Directions for this task: Reproduce the stretch of the blog post on sequencing specimen results from "Evaluating and Analyzing" through "from that run." word for word.

Source extract:

.....

Evaluating and Analyzing Next Generation Sequencing Specimen Results

Welcome back – in my previous blog we discussed how a run is evaluated on the Ion Torrent instrument. This quarter’s blog will review the individual specimen results from that run.

First off, we take a look at how many reads per specimen have been sequenced and how those reads performed over the areas that are targeted. For the AmpliSeq Cancer Hotspot Panel v2 that we run, there are a total of 207 amplicons that are created and sequenced. To assess the depth of coverage over these amplicons, we need to think about the biology of the tumor cells and the limit of detection of the assay. We feel confident that we can detect 5% variant allele frequency for single nucleotide changes, and 10% variant allele frequency for insertions or deletions. In order to be confident that we are not missing variants, we require the specimen has a tumor percentage greater than 20%. This is because, for a given tumor, it can be assumed that if it is mutated, it will be only heterozygous – only one of the two alleles will have the variant. This automatically halves the possible allele frequencies from any given tissue. If a colon specimen that we are given to test has a tumor percentage of 40%, it can be assumed that any variant will have a variant allele frequency of no more than 20%. Because of this then, we also require the amplicons that are sequenced to have at least 500x coverage – they need to be sequenced at least 500 times so that if we have a 5% mutation, we will see it in 25 of the reads and we can feel confident this is an actual change, as opposed to background noise.

.....

Extracted material:
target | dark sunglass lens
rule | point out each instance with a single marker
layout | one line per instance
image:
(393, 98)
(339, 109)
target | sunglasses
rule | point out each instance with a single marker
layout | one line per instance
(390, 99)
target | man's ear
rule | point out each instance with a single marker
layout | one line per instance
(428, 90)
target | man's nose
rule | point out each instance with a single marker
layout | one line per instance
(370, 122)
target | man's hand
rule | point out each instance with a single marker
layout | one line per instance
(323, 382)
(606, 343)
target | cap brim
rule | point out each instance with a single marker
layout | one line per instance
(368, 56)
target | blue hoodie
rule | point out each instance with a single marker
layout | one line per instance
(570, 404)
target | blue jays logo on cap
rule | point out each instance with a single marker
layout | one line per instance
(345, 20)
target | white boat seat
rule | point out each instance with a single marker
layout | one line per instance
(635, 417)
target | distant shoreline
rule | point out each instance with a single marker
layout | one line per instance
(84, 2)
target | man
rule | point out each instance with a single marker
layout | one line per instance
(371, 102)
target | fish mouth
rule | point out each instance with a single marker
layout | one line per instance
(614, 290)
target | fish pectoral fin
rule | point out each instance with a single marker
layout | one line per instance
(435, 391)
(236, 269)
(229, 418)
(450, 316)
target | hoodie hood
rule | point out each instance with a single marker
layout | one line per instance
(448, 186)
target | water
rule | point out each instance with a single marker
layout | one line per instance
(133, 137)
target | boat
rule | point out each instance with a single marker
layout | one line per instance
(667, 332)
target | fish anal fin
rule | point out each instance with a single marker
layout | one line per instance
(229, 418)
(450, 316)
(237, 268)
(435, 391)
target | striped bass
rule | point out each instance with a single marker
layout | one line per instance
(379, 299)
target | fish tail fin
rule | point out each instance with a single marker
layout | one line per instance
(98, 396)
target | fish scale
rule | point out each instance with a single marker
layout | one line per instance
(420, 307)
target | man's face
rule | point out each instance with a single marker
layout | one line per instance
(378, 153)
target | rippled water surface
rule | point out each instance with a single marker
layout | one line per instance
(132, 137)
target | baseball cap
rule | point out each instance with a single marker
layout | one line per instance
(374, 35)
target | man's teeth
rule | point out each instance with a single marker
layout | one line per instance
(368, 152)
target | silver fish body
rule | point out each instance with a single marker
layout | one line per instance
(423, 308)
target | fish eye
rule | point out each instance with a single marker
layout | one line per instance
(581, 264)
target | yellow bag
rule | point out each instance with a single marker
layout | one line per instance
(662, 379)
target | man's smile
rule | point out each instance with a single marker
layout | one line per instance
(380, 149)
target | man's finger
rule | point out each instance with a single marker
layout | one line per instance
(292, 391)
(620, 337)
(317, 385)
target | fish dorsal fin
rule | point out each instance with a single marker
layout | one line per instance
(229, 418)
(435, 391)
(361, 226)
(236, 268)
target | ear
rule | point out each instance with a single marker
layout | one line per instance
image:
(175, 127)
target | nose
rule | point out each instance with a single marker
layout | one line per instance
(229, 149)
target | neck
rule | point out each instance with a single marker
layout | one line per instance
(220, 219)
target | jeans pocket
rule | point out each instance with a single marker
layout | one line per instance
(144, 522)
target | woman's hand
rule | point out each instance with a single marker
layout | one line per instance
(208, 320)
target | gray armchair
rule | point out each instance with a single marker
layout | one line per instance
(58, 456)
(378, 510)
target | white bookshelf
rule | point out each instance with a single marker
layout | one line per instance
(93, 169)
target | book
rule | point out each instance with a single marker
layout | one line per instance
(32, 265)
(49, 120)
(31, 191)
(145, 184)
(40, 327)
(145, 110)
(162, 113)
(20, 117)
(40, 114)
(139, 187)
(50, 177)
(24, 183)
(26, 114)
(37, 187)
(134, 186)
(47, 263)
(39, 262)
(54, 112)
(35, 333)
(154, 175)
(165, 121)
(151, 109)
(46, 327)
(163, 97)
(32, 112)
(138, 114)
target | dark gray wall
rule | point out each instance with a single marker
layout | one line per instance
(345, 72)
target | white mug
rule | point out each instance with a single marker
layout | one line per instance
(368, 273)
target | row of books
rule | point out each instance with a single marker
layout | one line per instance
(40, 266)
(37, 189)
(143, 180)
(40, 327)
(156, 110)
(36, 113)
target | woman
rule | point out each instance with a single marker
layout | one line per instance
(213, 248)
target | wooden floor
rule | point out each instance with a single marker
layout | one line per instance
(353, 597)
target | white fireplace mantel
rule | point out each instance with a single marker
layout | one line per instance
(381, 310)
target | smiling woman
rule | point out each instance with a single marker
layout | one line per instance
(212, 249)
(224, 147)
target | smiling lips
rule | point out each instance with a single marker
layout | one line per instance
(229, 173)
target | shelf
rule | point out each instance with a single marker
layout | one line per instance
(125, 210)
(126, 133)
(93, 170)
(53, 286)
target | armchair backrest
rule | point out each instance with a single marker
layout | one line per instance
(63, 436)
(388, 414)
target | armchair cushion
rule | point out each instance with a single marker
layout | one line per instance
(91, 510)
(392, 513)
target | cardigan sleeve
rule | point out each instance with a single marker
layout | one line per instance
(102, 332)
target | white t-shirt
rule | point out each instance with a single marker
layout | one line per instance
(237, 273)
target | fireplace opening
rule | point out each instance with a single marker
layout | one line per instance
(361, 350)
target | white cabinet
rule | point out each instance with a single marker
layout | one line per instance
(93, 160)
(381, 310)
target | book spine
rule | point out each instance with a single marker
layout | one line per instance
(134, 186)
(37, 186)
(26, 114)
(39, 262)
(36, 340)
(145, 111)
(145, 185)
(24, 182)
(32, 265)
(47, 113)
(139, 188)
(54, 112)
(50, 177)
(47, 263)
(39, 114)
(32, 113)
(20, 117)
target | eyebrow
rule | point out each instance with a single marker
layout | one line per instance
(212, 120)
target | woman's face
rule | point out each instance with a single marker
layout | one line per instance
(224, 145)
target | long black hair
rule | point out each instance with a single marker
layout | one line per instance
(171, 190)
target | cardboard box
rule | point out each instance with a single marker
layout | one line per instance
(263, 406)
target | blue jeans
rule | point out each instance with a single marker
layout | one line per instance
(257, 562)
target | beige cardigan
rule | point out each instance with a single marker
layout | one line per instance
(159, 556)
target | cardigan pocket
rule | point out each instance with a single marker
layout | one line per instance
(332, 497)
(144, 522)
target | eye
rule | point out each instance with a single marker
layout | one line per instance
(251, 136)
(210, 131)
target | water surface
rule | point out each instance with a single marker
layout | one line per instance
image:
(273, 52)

.....

Answer space:
Evaluating and Analyzing Next Generation Sequencing Specimen Results

Welcome back – in my previous blog we discussed how a run is evaluated on the Ion Torrent instrument. This quarter’s blog will review the individual specimen results from that run.